= Written instruction =
Turn the lines of all the entries below into a JSON list of strings, one string per line, with blank lines skipped and the pictures left out.

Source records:

------------------------------------------------------------

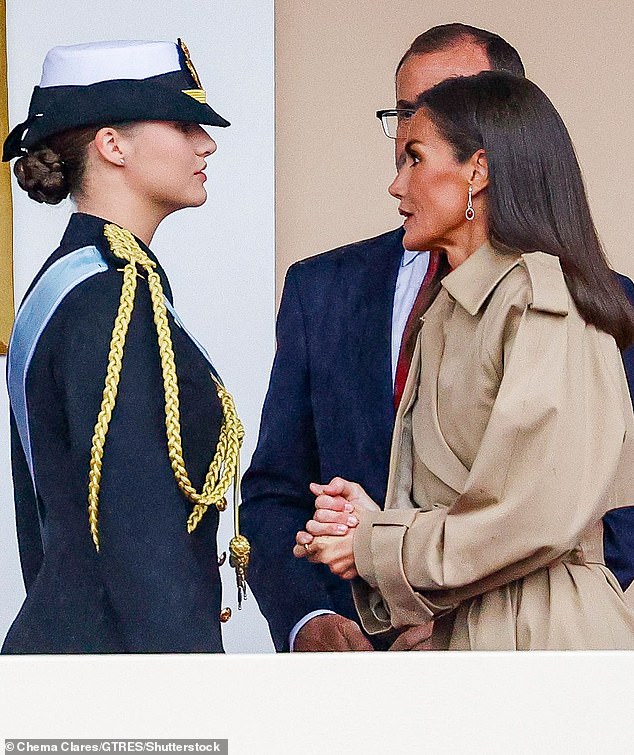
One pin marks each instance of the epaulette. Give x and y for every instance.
(550, 293)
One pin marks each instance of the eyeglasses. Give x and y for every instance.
(392, 120)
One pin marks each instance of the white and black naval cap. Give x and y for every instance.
(103, 83)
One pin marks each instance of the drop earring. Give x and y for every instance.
(470, 212)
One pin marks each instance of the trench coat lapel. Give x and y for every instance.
(420, 402)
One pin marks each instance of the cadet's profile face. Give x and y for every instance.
(432, 187)
(165, 163)
(421, 72)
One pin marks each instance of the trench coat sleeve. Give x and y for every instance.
(277, 500)
(156, 581)
(543, 474)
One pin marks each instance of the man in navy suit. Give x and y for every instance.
(329, 410)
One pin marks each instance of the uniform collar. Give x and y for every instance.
(471, 283)
(86, 229)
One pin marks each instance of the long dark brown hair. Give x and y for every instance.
(536, 197)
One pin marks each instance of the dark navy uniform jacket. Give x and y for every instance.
(329, 412)
(152, 587)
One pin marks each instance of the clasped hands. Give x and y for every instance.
(329, 535)
(329, 539)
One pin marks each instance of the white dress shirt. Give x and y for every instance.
(410, 276)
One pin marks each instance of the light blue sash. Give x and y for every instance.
(34, 315)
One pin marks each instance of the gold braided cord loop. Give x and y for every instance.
(225, 463)
(115, 359)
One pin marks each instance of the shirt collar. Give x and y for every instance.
(409, 256)
(471, 283)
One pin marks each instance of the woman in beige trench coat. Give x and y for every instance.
(515, 433)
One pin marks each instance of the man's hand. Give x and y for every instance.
(330, 632)
(414, 638)
(336, 552)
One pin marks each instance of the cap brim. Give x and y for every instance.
(57, 109)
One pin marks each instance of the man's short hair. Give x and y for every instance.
(502, 56)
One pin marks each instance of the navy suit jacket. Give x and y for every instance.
(329, 412)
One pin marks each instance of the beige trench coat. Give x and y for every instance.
(514, 436)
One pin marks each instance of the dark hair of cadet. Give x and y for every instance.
(50, 172)
(502, 56)
(536, 197)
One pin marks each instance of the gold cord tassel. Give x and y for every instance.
(224, 467)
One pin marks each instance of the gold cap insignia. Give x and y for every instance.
(189, 64)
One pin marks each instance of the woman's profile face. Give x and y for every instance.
(165, 163)
(432, 187)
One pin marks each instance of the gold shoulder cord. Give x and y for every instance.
(225, 465)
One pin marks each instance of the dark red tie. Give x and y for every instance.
(412, 327)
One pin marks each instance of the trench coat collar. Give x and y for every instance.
(471, 283)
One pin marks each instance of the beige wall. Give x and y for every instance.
(335, 64)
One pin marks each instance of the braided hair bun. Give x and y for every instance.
(41, 174)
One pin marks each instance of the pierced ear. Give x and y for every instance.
(479, 171)
(108, 145)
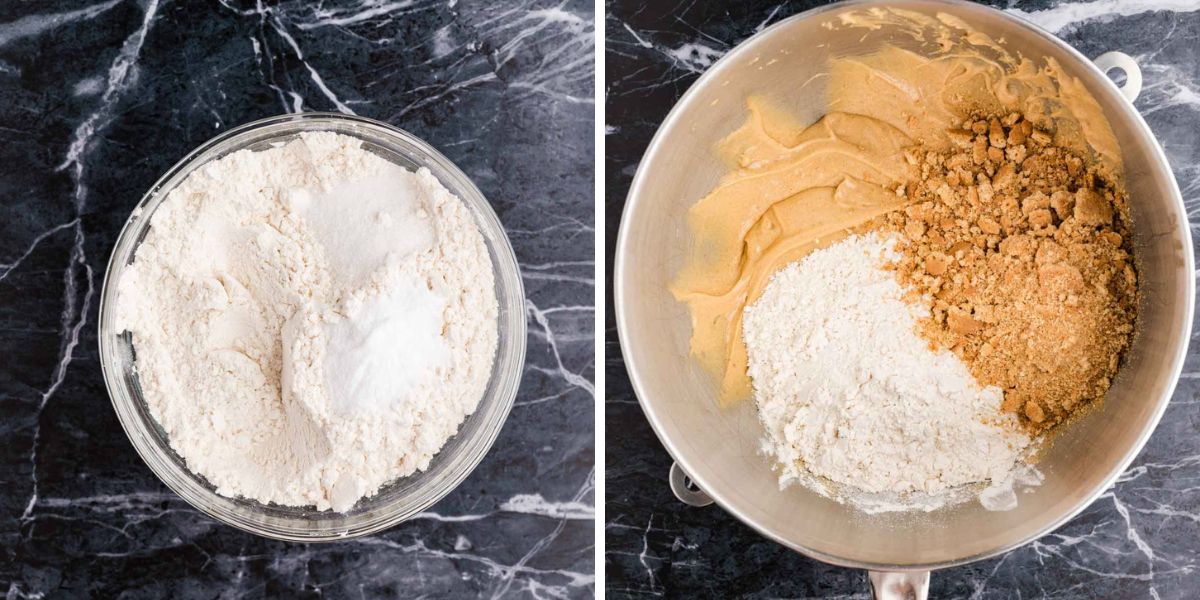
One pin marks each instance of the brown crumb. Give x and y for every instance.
(1024, 253)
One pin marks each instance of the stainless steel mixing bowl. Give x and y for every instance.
(719, 448)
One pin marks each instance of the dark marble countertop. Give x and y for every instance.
(1141, 539)
(101, 97)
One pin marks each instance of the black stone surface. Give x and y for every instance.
(101, 99)
(1139, 540)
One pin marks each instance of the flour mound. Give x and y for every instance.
(855, 403)
(311, 321)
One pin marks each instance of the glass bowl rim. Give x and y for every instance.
(507, 367)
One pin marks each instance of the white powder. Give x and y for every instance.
(311, 322)
(855, 403)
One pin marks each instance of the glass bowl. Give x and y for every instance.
(396, 501)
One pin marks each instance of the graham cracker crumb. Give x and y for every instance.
(1024, 255)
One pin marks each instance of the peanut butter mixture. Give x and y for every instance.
(1024, 251)
(797, 184)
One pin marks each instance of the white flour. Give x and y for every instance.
(311, 322)
(855, 402)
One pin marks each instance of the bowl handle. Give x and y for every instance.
(899, 585)
(685, 490)
(1110, 60)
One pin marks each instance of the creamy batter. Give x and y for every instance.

------------------------------------------------------------

= Final result =
[
  "One pin marks each instance of the epaulette. Give x and y for every instance.",
  "(550, 293)",
  "One pin marks each instance of the eyeglasses. Give x and y for every instance.",
  "(392, 120)",
  "One pin marks each instance of the white and black naval cap. Give x and y for every instance.",
  "(103, 83)",
  "One pin marks each instance of the drop earring. Give x and y for every instance.",
  "(470, 212)",
  "One pin marks each instance of the trench coat lapel. Give x and y for every instance.",
  "(420, 402)",
  "One pin marks each instance of the cadet's profile face. Give x and y for every instance.",
  "(432, 187)",
  "(165, 163)",
  "(421, 72)",
  "One pin marks each instance of the trench coat sleeve. Give x and y for every instance.",
  "(277, 500)",
  "(156, 581)",
  "(543, 474)",
  "One pin marks each instance of the man in navy suit. Give x and y for every instance.",
  "(329, 410)",
  "One pin marks each instance of the uniform collar. Give x and y for every instance.",
  "(471, 283)",
  "(86, 229)",
  "One pin marks each instance of the long dark brown hair. Give x and y for every instance.",
  "(536, 197)",
  "One pin marks each instance of the dark navy uniform jacket. Give x and y for every instance.",
  "(329, 412)",
  "(152, 587)",
  "One pin marks each instance of the clasped hands. Give x and y for every instance.",
  "(329, 535)",
  "(329, 539)",
  "One pin marks each instance of the white dress shirt. Give x and y for every instance.",
  "(410, 276)",
  "One pin marks each instance of the light blue sash. Give x and y for every instance.",
  "(34, 315)",
  "One pin marks each instance of the gold braided cord loop. Give x and y for every instance.",
  "(225, 463)",
  "(115, 359)",
  "One pin marks each instance of the shirt collar. Give x and y for every instance.",
  "(409, 256)",
  "(471, 283)",
  "One pin marks each instance of the woman in beige trench coat. Give x and y for every instance.",
  "(515, 433)",
  "One pin marks each instance of the man's hand. Give x and y for every instance.",
  "(330, 632)",
  "(414, 638)",
  "(336, 552)",
  "One pin marks each instance of the cap brim. Give x and y for every instance.",
  "(57, 109)",
  "One pin marks each instance of the man's short hair. Give x and y for every instance.",
  "(502, 56)",
  "One pin marks each instance of the navy suit jacket. Give x and y for every instance.",
  "(329, 412)",
  "One pin marks each instance of the beige trench coat. Give x and y for every instance.",
  "(514, 436)",
  "One pin marks each instance of the dark hair of cadet. Give x and y for every instance.",
  "(50, 172)",
  "(502, 56)",
  "(536, 197)",
  "One pin marks each instance of the gold cord tassel. Give x and y for every instance.",
  "(224, 467)",
  "One pin marks each instance of the gold cap insignia. Give x and y for every instance.",
  "(189, 64)",
  "One pin marks each instance of the woman's profile face. Give x and y for every instance.",
  "(165, 163)",
  "(432, 187)",
  "One pin marks each instance of the gold shoulder cord. Give x and y for every instance.",
  "(225, 465)",
  "One pin marks each instance of the dark red tie. Give x and y for every instance.",
  "(412, 327)",
  "One pin marks each instance of the trench coat collar. Give x and y for every instance.",
  "(471, 283)",
  "One pin marks each instance of the beige wall. Give x and y for every instance.",
  "(335, 64)",
  "One pin marks each instance of the braided hair bun. Give x and y for every instance.",
  "(41, 174)",
  "One pin marks each instance of the pierced ear. Give x and y for every instance.",
  "(479, 171)",
  "(108, 145)",
  "One pin marks each instance of the brown crumb. Give x and y for every instance.",
  "(1024, 253)",
  "One pin marks each instance of the stainless steel mixing bowl. Give x and y for every instance.",
  "(719, 448)",
  "One pin marks each instance of the dark marble countertop. Give x and y for every instance.",
  "(1141, 539)",
  "(101, 97)",
  "One pin marks each instance of the black stone surface. Give x and y for every instance.",
  "(101, 99)",
  "(1139, 540)",
  "One pin marks each instance of the flour mound. Give x and y for every instance.",
  "(855, 403)",
  "(311, 321)",
  "One pin marks each instance of the glass bowl rim. Give x and y for every instance.",
  "(507, 367)",
  "One pin marks each instance of the white powder. Give x and y for every instance.",
  "(311, 322)",
  "(855, 403)",
  "One pin marks each instance of the glass bowl. Give x and y for every instance.",
  "(396, 501)",
  "One pin marks each instance of the graham cracker crumb. Give x and y for every instance.",
  "(1024, 255)",
  "One pin marks each instance of the peanut butter mixture. Give x and y for every instance.",
  "(1024, 251)",
  "(797, 184)",
  "One pin marks each instance of the white flour. Give x and y for every instance.",
  "(311, 322)",
  "(855, 402)",
  "One pin marks each instance of the bowl handle. Give x and y for every instance.",
  "(899, 585)",
  "(685, 490)",
  "(1110, 60)",
  "One pin marks each instance of the creamy batter. Give x and y for every instance."
]